======== Selected text
Bauer didn't have to carry the team on his back, and he worked with a lead most of the night.

Votto, who was 0-for-31 vs. Milwaukee pitchers dating back to last season, slugged a two-run home run to left-center field off Adrian Houser in the bottom of the first inning. Jesse Winker lined a solo homer to right field against Houser in the fourth inning and Eugenio Suárez delivered the biggest blow with a three-run homer to left field against Alex Claudio in the fifth.

Cincinnati (29-28) won two of three games from the Brewers and secured the tiebreaker advantage by winning the season series, 6-4. After dropping nine consecutive series, the Reds have won four in a row while also winning nine of their past 11 games.

Bauer faced the minimum through four innings. He gave up a leadoff single by García to open the game but the baserunner was erased when catcher Tucker Barnhart caught him stealing.
================
• [Challenge 1] Collect every line of the listing below that contains the word "window", and treat case as significant.
• [Challenge 2] Carry on the baseball game recap above, picking up after its final sentence.
======== Data entries
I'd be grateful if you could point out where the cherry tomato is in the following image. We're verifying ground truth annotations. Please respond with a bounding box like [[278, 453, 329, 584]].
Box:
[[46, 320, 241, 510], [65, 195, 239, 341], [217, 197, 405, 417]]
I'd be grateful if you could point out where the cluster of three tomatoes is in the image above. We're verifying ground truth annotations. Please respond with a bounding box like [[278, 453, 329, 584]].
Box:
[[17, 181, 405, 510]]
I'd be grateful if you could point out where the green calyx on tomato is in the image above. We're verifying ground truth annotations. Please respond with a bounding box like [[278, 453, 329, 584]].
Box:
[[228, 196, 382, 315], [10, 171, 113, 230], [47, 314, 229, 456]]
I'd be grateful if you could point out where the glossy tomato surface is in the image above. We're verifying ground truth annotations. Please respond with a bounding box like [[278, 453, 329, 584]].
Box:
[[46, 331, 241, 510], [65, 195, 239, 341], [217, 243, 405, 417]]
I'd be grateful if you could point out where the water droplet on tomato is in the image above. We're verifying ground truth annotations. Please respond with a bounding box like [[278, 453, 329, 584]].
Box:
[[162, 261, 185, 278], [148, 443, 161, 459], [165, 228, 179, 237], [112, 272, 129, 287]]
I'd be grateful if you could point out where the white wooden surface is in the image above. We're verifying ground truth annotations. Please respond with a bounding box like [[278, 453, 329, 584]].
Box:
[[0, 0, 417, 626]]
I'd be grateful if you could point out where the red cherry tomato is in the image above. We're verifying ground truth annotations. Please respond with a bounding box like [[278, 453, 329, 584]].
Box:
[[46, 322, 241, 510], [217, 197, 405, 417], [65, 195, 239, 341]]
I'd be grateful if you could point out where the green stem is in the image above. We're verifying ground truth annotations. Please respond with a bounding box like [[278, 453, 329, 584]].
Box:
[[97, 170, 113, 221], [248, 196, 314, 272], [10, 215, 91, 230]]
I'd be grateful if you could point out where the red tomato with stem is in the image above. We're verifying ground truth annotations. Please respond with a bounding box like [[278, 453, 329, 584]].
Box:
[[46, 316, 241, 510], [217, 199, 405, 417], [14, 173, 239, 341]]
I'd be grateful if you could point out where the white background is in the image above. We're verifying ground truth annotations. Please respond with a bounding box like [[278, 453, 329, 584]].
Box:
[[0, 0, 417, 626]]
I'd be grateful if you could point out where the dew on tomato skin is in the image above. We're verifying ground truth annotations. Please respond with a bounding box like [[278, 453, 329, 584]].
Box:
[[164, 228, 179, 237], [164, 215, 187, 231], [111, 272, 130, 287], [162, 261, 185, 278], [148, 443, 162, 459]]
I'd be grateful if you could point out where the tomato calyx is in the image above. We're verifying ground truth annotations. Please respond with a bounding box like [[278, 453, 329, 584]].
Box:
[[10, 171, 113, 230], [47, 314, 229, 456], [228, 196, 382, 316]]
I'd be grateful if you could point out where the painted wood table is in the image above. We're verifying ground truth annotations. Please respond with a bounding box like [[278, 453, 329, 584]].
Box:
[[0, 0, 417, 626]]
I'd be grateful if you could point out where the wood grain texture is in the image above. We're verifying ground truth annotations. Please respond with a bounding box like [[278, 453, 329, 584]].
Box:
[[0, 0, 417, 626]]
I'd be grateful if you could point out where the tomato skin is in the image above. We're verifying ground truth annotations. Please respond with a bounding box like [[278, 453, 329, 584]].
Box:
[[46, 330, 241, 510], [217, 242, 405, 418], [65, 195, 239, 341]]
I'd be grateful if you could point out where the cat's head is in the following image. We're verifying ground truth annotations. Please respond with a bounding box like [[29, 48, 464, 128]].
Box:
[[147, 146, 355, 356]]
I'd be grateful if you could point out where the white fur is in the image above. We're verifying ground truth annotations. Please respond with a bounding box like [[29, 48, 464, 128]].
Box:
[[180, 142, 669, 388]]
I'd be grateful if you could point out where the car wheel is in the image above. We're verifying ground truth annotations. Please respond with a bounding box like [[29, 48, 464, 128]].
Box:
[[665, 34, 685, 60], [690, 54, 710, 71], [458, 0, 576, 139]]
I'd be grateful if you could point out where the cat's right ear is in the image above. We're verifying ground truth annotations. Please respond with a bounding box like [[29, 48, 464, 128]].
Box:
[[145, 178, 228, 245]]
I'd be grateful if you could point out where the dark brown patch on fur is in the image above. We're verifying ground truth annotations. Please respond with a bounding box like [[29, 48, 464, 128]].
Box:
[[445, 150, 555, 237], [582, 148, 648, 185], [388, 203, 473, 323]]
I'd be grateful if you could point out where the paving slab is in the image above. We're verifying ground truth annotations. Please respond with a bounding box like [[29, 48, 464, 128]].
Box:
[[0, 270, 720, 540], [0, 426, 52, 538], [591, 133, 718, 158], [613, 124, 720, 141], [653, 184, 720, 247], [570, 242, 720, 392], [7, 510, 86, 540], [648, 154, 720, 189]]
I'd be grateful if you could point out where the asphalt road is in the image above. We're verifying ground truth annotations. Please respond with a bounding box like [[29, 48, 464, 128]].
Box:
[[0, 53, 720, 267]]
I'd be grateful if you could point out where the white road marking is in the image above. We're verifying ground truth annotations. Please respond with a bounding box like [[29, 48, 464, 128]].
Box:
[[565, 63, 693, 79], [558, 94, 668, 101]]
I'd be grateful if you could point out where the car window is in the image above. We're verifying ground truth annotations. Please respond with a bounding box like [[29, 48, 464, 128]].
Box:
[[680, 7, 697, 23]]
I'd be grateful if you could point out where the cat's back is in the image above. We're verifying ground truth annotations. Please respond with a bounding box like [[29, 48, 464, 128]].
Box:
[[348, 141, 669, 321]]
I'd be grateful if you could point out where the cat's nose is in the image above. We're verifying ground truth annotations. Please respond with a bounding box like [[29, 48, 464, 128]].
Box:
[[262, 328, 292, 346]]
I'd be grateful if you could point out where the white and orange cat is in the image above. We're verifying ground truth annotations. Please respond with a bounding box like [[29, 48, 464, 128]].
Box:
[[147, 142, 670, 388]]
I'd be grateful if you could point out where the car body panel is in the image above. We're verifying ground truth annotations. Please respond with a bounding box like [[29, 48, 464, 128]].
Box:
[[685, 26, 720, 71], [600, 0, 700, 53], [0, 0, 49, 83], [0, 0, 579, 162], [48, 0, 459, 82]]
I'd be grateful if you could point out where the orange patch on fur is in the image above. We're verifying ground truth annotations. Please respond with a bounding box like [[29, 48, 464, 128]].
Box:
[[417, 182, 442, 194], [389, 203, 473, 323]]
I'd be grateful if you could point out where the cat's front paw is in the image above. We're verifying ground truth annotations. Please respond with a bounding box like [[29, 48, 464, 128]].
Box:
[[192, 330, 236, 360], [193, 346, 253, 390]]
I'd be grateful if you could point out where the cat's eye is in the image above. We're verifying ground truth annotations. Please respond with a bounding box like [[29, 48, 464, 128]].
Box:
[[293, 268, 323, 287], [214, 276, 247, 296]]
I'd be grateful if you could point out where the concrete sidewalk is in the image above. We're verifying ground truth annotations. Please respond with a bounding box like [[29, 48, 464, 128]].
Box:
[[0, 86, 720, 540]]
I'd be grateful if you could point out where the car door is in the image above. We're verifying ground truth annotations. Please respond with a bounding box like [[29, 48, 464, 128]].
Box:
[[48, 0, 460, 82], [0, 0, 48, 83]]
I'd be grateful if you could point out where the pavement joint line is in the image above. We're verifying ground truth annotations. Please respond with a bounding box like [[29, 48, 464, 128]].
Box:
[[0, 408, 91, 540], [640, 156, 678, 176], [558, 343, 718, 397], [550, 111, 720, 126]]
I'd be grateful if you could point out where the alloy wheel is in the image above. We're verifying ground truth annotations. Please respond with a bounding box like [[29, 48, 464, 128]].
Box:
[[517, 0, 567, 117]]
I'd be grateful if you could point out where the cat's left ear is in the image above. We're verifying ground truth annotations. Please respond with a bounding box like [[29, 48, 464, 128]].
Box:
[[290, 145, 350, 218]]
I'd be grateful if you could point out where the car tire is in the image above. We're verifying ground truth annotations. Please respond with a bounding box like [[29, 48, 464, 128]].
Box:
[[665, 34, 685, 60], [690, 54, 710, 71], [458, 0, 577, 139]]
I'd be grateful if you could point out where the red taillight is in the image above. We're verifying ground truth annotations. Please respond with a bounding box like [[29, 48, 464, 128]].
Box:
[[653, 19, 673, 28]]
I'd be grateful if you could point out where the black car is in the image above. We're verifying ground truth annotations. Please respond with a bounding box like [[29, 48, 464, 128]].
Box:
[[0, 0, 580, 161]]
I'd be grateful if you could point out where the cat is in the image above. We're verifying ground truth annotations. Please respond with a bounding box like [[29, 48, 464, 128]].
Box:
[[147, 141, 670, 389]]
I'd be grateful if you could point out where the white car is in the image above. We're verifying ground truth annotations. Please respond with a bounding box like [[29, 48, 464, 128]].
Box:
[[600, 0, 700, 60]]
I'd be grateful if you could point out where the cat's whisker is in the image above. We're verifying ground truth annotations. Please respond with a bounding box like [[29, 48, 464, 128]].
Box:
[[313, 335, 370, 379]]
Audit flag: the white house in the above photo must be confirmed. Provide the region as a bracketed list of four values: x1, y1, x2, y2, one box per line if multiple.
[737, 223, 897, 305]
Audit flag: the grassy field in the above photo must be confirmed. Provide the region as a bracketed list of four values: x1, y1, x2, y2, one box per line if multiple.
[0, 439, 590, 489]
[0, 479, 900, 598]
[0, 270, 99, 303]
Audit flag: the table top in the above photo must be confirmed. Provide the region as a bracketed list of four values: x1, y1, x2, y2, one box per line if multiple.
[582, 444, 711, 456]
================
• [Response 1]
I'd be grateful if you could point out where the car window is in the image above. We're verifying ground truth annotations. Please respond with a bounding box like [[29, 48, 464, 128]].

• [Response 2]
"It looked like Trev hadn’t settled in just for the first couple of hitters," Bell said. "As soon as that happened, it may have been a bigger play than we realized getting that first out there.”

In the fifth, Daniel Vogelbach reached on a four-pitch walk and scored on Orlando Arcia's RBI double to left-center field. That represented the lone run Bauer allowed.

There was some concern when Bauer grabbed the back of his right leg with a hamstring cramp after a final warmup pitch in the seventh inning. After he was evaluated, the right-hander continued on the way to retiring nine of his final 10 batters.